• [WHAT YOU WILL DO] Find each line in the entries below that contains the word "path" and copy it out, matching case.

*** EXCERPTED DATA ***

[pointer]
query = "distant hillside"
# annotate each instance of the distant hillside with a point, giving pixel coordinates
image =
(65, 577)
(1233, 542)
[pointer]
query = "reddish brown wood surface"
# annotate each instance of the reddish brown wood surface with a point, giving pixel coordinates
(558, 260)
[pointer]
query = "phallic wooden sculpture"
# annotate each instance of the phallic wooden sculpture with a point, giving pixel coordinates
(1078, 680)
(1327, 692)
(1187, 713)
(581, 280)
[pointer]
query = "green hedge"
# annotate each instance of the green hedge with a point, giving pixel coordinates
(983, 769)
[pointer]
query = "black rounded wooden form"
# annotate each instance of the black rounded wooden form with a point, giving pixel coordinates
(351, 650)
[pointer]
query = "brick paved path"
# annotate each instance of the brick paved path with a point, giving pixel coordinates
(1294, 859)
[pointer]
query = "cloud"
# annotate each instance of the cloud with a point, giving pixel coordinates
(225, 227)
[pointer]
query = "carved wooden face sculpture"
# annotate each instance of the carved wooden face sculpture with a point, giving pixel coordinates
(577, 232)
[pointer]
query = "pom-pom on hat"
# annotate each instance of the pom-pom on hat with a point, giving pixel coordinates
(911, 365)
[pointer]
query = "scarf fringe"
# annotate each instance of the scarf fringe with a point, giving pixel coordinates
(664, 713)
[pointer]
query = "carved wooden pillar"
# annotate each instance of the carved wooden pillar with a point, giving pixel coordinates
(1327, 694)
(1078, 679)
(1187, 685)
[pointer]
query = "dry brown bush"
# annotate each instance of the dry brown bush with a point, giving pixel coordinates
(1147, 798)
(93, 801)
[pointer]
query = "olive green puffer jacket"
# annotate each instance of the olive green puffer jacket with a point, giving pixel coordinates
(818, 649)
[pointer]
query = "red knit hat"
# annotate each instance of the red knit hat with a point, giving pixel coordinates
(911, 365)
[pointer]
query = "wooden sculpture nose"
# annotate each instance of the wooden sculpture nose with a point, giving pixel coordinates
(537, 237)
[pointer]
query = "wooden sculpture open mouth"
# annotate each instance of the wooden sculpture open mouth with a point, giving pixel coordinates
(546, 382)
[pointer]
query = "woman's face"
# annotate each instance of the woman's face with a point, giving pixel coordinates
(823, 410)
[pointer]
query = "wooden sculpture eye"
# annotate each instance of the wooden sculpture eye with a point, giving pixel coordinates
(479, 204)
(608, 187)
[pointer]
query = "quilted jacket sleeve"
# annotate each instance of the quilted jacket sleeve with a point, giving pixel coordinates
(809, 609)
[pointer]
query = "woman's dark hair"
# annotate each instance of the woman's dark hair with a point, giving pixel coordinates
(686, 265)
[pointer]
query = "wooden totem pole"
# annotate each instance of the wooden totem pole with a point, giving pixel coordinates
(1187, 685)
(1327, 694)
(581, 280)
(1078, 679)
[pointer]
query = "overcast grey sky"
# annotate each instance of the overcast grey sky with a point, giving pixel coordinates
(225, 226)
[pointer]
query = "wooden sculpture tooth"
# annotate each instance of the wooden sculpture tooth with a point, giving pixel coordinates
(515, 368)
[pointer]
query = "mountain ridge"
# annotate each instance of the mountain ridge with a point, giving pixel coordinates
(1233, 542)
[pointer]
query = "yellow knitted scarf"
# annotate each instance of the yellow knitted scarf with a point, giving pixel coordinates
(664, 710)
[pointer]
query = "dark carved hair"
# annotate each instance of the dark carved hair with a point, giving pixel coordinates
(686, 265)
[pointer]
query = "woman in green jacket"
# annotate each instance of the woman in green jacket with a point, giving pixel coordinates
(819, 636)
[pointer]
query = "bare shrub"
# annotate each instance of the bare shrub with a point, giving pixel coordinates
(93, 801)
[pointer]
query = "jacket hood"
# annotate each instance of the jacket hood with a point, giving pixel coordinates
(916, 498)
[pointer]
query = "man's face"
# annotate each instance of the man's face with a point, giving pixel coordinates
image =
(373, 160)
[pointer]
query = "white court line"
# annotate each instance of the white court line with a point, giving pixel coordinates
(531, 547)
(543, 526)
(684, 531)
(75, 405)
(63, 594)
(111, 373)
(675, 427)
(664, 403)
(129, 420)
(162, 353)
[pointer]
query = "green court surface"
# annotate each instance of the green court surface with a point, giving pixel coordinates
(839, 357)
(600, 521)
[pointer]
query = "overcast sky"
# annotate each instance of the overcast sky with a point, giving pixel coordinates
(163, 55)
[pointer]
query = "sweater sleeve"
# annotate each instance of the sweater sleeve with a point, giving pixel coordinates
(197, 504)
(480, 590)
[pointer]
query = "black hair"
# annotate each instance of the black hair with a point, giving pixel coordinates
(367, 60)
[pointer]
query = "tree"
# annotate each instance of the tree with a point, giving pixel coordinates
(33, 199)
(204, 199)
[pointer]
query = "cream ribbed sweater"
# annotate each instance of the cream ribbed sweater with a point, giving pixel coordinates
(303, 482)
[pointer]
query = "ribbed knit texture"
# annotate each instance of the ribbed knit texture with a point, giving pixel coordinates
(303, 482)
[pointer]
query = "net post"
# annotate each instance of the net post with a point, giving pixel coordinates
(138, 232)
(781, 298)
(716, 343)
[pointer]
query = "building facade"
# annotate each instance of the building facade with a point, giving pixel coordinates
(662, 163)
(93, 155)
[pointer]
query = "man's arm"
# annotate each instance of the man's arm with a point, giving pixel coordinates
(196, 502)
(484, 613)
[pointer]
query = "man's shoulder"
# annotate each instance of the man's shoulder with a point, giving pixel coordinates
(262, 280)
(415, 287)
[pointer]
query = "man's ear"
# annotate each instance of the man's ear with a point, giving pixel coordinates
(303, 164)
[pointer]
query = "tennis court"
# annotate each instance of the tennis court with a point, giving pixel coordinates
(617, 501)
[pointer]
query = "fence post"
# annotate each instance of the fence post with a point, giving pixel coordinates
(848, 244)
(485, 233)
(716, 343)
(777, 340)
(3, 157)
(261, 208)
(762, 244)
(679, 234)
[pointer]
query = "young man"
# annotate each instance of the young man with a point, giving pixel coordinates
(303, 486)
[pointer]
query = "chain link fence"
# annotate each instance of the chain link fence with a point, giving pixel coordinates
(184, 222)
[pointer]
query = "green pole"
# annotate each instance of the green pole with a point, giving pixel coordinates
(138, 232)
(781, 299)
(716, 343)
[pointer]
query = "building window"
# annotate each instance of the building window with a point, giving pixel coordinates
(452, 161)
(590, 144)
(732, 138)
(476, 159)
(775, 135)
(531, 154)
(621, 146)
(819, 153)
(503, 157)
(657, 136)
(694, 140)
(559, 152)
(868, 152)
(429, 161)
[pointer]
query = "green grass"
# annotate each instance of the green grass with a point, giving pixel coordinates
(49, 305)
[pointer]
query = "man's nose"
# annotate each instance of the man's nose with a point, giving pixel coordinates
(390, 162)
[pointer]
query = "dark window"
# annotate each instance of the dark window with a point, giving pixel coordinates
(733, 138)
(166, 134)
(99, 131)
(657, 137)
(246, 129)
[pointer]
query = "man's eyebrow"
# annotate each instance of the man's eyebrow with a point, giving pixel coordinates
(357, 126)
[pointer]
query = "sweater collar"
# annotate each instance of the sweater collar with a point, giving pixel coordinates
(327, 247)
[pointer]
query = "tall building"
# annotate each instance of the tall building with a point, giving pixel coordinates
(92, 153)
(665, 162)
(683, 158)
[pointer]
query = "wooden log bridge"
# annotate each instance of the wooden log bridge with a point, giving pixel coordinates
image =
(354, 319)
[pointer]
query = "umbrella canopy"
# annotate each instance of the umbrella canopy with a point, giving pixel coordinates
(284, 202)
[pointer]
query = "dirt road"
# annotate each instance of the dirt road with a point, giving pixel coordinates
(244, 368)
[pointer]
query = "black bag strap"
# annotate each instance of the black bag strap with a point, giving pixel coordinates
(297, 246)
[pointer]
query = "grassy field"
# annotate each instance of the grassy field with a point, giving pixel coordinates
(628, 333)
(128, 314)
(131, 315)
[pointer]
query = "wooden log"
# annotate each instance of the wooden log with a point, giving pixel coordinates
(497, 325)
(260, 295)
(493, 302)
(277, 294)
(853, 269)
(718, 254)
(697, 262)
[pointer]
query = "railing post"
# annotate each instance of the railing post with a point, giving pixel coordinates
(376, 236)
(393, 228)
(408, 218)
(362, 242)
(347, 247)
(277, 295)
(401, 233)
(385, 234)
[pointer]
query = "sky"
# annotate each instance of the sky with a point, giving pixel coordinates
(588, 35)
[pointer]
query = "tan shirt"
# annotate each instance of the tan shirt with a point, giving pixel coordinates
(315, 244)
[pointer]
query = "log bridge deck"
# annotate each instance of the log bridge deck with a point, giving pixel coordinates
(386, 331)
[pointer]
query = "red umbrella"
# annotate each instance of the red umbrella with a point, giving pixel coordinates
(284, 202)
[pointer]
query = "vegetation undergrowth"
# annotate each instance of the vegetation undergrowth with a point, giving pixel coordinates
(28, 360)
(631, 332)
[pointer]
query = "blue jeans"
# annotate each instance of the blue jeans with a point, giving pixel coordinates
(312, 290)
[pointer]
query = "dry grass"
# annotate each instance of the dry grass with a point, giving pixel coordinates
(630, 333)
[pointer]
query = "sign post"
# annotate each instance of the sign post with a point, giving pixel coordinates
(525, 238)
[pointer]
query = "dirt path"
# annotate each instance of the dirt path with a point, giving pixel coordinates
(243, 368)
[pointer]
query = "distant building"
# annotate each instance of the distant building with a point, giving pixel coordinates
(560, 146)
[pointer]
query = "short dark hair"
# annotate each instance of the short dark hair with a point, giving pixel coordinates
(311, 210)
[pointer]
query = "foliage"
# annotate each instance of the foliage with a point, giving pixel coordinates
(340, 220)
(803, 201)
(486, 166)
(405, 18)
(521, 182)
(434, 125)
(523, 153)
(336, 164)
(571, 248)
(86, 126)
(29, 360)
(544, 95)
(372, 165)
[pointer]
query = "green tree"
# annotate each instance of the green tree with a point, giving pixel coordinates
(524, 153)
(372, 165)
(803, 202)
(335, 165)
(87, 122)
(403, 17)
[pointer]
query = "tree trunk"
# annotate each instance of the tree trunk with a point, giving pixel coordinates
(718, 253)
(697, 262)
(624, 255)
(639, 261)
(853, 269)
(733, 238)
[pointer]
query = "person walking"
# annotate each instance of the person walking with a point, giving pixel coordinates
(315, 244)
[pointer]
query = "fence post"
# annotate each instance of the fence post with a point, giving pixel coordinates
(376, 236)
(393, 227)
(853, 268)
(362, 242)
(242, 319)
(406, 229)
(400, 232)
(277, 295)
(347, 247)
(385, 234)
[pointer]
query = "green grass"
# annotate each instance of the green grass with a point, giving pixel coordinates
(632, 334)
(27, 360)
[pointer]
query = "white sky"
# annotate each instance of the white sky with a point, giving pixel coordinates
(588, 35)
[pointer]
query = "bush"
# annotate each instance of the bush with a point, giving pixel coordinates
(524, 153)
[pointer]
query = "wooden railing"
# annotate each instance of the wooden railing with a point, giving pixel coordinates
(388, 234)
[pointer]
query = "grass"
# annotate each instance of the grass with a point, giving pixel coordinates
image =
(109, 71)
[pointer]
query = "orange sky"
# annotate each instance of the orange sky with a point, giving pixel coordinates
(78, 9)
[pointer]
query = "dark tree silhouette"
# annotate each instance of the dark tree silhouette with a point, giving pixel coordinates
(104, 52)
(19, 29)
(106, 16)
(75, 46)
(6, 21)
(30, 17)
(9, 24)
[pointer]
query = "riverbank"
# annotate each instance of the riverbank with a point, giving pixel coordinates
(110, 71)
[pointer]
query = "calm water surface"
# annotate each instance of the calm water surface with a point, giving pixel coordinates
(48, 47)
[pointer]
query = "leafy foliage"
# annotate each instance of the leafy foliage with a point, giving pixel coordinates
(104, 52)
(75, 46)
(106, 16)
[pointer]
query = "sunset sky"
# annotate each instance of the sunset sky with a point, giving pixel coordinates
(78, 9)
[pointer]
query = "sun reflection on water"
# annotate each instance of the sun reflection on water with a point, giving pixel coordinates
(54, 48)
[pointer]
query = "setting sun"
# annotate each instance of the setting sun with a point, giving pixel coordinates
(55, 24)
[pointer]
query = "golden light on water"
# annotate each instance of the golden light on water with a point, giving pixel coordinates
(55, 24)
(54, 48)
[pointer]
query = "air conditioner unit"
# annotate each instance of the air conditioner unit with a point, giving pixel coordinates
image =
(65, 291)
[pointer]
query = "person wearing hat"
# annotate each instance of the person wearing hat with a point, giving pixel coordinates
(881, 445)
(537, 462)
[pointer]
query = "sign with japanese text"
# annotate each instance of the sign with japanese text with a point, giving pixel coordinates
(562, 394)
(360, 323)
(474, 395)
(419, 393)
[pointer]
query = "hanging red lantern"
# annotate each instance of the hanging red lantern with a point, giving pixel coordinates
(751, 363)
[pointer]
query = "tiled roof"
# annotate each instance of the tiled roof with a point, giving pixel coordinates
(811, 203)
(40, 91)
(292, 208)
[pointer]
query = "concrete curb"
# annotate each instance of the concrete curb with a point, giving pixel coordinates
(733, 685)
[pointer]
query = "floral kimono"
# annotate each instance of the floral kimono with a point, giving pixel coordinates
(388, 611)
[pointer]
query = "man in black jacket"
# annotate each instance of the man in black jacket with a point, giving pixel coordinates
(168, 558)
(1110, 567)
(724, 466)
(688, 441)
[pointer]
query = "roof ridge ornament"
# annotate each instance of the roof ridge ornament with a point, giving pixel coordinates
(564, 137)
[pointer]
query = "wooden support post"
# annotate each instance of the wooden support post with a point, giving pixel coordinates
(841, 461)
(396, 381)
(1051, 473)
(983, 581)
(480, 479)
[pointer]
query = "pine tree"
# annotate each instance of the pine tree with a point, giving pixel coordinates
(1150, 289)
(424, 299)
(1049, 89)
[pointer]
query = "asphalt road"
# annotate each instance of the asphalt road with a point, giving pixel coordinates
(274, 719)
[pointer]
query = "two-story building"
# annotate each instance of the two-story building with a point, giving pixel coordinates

***

• [REPLY]
query = "brick paved path"
# annotate each instance of the brick paved path with a point, giving pixel coordinates
query = "dirt path"
# annotate each instance of the dirt path with a point, giving pixel coordinates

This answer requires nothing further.